## Texto fuente
====================

A lo largo del viaje hubo un proceso de reacomodamiento, que podría pensarse como un cambio paulatino en la ecuación cultura/naturaleza. Al principio su respuesta casi instintiva a la inmensidad oceánica fue concentrarse en la cultura que la contenía ante el abismo. Se dedicó a dibujar su entorno inmediato: el barco, el puente de mando, las máquinas, el universo cerrado de ese barco que era como una ciudad flotante, con sus códigos de convivencia, sus reglas y su rutina.
Dice Marina que le costó mucho elaborar un sistema de representación de aquello que la rodeaba más allá de los confines del barco. Cómo sintetizar en el dibujo, cómo traducir en términos plásticos esa experiencia totalmente nueva. El color, el espacio, los volúmenes, pero también el clima, el tiempo de la acción, eran algo absolutamente nuevo, sin parámetros de comparación con lo vivido hasta entonces. “Por ejemplo – dice – no tenía la posibilidad de pararme a contemplar belleza ni a reflexionar. No podés quedarte ahí parada. Todo es movimiento.” La acuarela se congelaba en el pincel. Ha dejado en muchos de sus dibujos el rastro de esas cristalizaciones de los materiales. Se congelaban también las manos, los pies. El clima impuso su ritmo a los dibujos. Trazos rápidos, una gran concentración, la búsqueda de lugares donde anclar un centro para la mirada. ¿Qué es figura y qué es fondo? ¿Cómo medir la distancia? ¿Luz y sombra? ¿Qué sintetizar? Nada de lo aprendido y practicado hasta entonces pareció útil. Dedicó sus días a dibujar a un ritmo frenético, sin darse tiempo para pensar y aplicar alguna de las convenciones que llevaba de su experiencia paisajística previa.

====================

## Extracto de datos
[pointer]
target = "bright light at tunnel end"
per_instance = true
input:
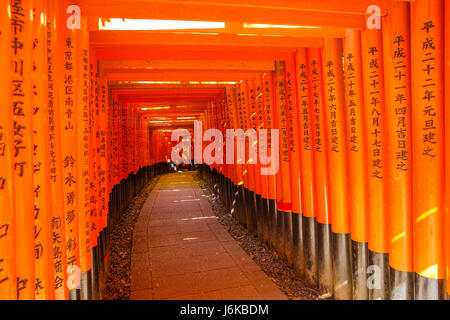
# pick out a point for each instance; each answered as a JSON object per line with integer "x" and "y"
{"x": 260, "y": 151}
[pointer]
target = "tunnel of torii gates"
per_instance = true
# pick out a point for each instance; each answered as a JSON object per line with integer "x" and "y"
{"x": 359, "y": 206}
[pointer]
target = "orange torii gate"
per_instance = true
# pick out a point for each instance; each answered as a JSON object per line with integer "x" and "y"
{"x": 359, "y": 202}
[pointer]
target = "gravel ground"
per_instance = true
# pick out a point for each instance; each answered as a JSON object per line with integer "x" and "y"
{"x": 269, "y": 262}
{"x": 119, "y": 274}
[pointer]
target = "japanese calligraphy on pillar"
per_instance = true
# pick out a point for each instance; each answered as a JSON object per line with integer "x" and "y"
{"x": 315, "y": 88}
{"x": 352, "y": 103}
{"x": 54, "y": 166}
{"x": 43, "y": 279}
{"x": 284, "y": 120}
{"x": 291, "y": 110}
{"x": 69, "y": 151}
{"x": 304, "y": 105}
{"x": 400, "y": 82}
{"x": 428, "y": 64}
{"x": 7, "y": 259}
{"x": 83, "y": 151}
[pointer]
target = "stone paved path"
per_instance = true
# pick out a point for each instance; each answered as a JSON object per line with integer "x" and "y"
{"x": 181, "y": 251}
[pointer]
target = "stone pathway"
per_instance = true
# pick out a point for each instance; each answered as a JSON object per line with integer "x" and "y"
{"x": 180, "y": 250}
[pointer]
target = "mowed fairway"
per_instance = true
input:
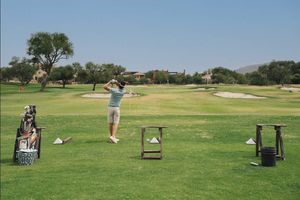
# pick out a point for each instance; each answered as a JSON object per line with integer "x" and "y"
{"x": 205, "y": 155}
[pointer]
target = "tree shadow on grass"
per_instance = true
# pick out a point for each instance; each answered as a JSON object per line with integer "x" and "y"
{"x": 7, "y": 161}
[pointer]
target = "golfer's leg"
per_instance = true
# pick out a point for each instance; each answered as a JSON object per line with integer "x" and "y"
{"x": 110, "y": 129}
{"x": 116, "y": 121}
{"x": 114, "y": 129}
{"x": 110, "y": 120}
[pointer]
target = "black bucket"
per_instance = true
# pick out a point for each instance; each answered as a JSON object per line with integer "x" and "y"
{"x": 268, "y": 158}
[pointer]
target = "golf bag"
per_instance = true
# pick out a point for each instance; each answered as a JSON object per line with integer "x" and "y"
{"x": 28, "y": 138}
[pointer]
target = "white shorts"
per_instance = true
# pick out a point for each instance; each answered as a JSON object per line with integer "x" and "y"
{"x": 113, "y": 115}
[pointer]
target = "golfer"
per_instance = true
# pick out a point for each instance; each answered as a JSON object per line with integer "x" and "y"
{"x": 114, "y": 107}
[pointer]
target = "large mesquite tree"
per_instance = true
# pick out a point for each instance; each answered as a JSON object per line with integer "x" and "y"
{"x": 47, "y": 49}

====================

## Lista de ejercicios
• A. Reproduce sin cambios el fragmento del texto fuente comprendido entre "A lo largo del" y "y su rutina.", ambos inclusive.
• B. Localiza en el listado todas las líneas que contienen la palabra "tunnel" y cópialas completas.
El texto fuente y el listado son materiales independientes entre sí.

## Respuestas por ejercicio
• A.
A lo largo del viaje hubo un proceso de reacomodamiento, que podría pensarse como un cambio paulatino en la ecuación cultura/naturaleza. Al principio su respuesta casi instintiva a la inmensidad oceánica fue concentrarse en la cultura que la contenía ante el abismo. Se dedicó a dibujar su entorno inmediato: el barco, el puente de mando, las máquinas, el universo cerrado de ese barco que era como una ciudad flotante, con sus códigos de convivencia, sus reglas y su rutina.

• B.
target = "bright light at tunnel end"
target = "tunnel of torii gates"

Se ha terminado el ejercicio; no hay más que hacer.